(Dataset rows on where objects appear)
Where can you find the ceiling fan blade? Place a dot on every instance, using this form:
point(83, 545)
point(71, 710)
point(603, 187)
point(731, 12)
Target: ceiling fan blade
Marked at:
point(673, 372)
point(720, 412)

To be done:
Can you write out every record above again in full, shifting each coordinate in the answer points up by 69 while leaving all other numbers and text as they are?

Answer to this problem:
Where can you find the ceiling fan blade? Place a dot on every instance, using this form:
point(83, 545)
point(71, 710)
point(603, 187)
point(731, 12)
Target: ceiling fan blade
Marked at:
point(742, 441)
point(789, 481)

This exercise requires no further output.